Our results indicate that human tumor cells frequently become infected with MLV virus after xenografting and subsequent culture. We have observed that mouse stromal cells may persist in culture for lengthy periods. Mouse stromal cells, while they contain abundant provirus forms of MLV, including ecotropic, polytropic and xenotropic strains, seldom spontaneously release large amounts of infectious virus (authors' unpublished findings). Virus infection of xenografted cells may require activation of XMLV virus by chemical or immunological induction in mouse and by prolonged mouse and human cell contact. Viral transfer may occur in the mouse host or during subsequent xenograft culture. Our findings of infectivity of XMLV-positive supernatant fluids demonstrated that XMLV can readily infect other human cultures without presence of mouse cells or other aiding factors, indicating that these viruses are highly infectious.
In conclusion, our studies demonstrated that several MLV strains were present in over one fourth of xenograft cell lines. Infected cell lines were identified in most laboratories working with or establishing xenograft cultures, indicating that such contamination was widespread. Infected cultures usually release large numbers of infectious virions, and intra-laboratory spread of MLV virus to other cell lines maintained in the same facilities may occur, confirming the highly infectious nature of MLV virus. Retroviruses have been associated with multiple diseases including solid and hematologic malignancies, AIDS as well as with non-malignant diseases. The high susceptibility of human cells to infection with XMLV, the high levels of reverse transcriptase activity present in culture supernatant fluids and the demonstrated infectivity of the shed virions suggest that such viruses may present potential biohazards to laboratory personnel involved in cell culture facilities or to those handling human xenografts. In addition, the effects of the integrated provirus or the released virions on the biology of infected tumor cells are unknown. Provirus integration into the genome is not random, and occurs preferentially at transcription start sites, CpG islands, DNase-hypersensitive sites and gene-dense regions, suggesting that provirus integration may influence transcription in the host cell.43
Thus laboratories handling or culturing human xenografts should monitor for the presence of MLV, and should consider monitoring personnel for viral antigens or antibodies to them. Laboratories working with xenograft cultures should have full knowledge and understanding of the potential biological and biohazardous risks and should not distribute or publish their findings without full disclosure of the virus status of their xenograft-derived materials.

▶ **DATA FOR ANALYSIS**
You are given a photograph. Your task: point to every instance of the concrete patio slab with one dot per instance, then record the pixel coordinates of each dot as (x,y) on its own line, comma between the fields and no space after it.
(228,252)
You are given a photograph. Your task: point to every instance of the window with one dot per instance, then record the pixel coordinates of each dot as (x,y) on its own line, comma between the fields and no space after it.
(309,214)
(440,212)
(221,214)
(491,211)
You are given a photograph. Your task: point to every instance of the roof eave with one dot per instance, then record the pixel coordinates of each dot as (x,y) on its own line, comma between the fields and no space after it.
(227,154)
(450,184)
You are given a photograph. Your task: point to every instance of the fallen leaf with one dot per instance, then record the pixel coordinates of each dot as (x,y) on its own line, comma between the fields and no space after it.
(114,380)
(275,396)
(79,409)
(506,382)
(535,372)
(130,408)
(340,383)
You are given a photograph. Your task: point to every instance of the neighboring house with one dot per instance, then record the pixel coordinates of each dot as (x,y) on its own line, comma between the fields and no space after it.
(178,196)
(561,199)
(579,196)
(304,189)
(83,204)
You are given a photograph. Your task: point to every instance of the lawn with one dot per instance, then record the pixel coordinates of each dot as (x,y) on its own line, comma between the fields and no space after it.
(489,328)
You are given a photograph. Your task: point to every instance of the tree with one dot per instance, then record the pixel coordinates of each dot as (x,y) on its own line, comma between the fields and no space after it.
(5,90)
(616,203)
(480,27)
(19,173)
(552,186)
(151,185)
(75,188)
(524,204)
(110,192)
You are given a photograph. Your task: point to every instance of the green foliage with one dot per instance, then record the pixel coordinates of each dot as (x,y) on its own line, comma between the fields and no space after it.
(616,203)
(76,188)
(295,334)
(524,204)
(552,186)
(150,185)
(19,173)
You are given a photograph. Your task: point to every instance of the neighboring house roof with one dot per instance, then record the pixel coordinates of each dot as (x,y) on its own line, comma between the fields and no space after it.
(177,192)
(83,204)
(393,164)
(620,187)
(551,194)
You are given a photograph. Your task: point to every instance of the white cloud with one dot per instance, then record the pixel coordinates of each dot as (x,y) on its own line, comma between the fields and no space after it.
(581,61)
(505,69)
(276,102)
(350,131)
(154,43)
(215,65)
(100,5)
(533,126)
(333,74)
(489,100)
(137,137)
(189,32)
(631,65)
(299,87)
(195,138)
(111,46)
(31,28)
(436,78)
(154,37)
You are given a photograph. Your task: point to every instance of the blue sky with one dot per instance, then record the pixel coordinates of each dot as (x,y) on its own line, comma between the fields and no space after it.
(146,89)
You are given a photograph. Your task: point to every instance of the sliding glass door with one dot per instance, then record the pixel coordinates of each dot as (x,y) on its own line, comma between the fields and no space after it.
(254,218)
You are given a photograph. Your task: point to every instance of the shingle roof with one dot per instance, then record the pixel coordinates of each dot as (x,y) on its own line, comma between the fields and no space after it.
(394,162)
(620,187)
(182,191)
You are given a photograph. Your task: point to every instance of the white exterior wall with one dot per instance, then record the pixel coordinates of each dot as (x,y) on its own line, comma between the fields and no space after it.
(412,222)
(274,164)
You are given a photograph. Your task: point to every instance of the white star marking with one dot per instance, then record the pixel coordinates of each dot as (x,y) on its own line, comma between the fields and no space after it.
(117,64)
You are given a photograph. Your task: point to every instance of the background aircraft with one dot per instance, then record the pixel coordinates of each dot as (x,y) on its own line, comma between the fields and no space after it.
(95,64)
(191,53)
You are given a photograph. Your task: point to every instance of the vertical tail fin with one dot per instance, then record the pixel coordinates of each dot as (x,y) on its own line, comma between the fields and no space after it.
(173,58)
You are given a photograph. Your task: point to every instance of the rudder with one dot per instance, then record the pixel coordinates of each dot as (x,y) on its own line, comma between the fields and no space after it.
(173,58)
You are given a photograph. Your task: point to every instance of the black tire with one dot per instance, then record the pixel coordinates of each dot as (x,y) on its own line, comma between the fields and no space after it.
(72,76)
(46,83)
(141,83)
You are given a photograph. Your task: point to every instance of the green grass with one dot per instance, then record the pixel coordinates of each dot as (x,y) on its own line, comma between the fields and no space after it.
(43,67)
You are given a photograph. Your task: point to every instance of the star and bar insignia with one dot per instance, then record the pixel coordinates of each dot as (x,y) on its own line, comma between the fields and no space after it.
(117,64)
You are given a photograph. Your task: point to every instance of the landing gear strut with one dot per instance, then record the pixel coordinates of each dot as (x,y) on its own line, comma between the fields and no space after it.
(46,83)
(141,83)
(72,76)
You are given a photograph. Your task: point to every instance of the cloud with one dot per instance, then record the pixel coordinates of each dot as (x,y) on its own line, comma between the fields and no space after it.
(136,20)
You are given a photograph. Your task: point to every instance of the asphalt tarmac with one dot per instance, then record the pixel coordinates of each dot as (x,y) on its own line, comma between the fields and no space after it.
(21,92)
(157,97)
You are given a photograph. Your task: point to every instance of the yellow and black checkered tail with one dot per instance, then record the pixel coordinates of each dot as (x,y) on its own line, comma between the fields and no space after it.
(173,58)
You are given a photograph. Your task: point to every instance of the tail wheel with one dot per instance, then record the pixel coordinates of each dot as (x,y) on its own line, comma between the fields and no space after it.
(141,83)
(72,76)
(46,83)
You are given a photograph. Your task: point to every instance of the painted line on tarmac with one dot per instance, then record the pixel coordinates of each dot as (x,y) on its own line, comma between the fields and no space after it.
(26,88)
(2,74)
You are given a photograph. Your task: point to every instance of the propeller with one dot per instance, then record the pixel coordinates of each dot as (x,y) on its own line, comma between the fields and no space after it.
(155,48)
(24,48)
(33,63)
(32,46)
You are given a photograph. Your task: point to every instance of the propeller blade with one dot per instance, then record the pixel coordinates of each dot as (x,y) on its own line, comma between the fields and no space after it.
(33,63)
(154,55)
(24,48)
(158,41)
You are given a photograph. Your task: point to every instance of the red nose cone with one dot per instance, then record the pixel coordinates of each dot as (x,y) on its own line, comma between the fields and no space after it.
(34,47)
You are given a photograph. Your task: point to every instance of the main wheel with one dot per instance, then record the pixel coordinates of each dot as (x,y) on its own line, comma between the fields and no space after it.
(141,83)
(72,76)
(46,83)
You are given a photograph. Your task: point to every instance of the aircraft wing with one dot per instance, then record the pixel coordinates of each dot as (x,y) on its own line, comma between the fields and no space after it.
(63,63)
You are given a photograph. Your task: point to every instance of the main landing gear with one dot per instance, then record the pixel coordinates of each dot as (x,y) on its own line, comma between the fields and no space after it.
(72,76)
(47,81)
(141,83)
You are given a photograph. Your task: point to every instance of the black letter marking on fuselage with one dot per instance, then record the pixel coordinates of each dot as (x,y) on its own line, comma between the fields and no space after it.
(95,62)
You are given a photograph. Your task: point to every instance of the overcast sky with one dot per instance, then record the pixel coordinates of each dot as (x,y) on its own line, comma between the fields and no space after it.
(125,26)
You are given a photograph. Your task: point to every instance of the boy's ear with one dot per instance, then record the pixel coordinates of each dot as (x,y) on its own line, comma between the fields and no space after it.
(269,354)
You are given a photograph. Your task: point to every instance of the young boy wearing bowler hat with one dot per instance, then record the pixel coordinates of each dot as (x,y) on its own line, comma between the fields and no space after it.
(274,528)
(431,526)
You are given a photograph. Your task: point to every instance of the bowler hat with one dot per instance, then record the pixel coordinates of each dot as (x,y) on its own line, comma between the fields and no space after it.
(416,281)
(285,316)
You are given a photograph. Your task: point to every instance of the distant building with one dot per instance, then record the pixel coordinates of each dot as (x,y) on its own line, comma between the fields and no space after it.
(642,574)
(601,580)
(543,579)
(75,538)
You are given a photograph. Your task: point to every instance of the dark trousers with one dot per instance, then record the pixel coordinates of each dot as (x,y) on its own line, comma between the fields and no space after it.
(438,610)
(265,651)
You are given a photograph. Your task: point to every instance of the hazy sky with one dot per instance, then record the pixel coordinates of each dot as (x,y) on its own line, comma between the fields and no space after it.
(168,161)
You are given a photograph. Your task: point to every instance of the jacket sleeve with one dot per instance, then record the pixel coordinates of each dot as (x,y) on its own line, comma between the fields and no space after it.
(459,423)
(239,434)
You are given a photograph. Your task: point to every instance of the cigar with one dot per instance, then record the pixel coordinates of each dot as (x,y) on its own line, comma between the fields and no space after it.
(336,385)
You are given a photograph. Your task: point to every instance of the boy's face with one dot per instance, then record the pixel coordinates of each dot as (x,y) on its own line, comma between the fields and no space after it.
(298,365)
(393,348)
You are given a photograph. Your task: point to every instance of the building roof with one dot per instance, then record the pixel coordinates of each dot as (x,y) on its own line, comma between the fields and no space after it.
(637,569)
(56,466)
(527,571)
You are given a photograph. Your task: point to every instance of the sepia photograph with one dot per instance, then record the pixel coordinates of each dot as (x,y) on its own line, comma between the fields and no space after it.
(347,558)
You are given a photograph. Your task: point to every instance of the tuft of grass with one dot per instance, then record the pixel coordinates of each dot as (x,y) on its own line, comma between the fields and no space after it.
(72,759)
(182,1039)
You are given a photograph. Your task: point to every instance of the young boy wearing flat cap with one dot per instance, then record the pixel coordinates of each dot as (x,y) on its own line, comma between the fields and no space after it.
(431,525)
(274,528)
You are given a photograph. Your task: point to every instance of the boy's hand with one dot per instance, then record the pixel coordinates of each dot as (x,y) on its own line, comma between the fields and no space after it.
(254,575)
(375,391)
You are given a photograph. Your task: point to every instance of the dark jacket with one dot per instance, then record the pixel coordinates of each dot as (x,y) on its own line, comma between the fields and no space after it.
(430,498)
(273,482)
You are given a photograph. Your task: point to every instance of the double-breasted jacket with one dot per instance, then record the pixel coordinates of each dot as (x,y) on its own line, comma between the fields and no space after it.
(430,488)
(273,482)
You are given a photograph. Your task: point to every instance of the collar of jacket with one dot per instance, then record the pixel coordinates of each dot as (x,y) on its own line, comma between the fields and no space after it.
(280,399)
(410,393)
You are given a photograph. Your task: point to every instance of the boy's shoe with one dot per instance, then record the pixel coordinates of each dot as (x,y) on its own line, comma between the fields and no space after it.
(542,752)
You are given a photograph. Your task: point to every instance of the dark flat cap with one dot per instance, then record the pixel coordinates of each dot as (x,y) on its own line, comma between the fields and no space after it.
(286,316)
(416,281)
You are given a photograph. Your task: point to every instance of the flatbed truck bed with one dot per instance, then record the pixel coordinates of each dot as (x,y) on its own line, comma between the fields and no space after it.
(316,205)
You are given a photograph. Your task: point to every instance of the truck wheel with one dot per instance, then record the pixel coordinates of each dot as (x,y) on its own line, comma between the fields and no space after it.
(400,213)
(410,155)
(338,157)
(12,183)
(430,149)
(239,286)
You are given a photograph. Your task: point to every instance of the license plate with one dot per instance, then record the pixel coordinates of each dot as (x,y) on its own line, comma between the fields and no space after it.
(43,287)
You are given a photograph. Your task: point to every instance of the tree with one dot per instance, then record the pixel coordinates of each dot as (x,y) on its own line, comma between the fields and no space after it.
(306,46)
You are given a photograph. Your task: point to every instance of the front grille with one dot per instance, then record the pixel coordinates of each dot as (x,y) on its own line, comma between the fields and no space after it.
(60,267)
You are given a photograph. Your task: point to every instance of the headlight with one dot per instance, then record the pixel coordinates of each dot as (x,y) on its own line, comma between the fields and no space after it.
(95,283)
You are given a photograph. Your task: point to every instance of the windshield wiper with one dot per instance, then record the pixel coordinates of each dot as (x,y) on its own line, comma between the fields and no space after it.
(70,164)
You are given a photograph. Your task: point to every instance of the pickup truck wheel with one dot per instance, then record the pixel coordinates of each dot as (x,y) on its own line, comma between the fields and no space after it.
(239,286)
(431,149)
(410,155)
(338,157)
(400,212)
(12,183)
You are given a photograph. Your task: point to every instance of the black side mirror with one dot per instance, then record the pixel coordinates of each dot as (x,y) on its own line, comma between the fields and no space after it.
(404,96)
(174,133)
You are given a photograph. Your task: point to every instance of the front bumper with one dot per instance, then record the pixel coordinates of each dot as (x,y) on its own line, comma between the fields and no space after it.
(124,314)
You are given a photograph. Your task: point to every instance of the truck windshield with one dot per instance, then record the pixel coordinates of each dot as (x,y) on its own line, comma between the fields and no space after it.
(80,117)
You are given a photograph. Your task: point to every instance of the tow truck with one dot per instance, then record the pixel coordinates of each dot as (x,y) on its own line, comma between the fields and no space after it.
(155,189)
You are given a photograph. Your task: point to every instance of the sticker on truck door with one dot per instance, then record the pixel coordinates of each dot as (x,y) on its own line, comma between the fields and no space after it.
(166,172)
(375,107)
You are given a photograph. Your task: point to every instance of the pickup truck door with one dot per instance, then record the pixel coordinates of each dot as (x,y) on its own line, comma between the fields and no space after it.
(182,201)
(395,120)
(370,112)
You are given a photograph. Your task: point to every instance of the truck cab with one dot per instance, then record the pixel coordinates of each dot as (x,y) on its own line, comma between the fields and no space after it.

▶ **EXERCISE GOAL**
In the text on mouse virus in xenograft cultures, what share of xenograft cell lines carried several MLV strains?

▶ **RESPONSE TO THIS TASK**
Over one fourth of xenograft cell lines.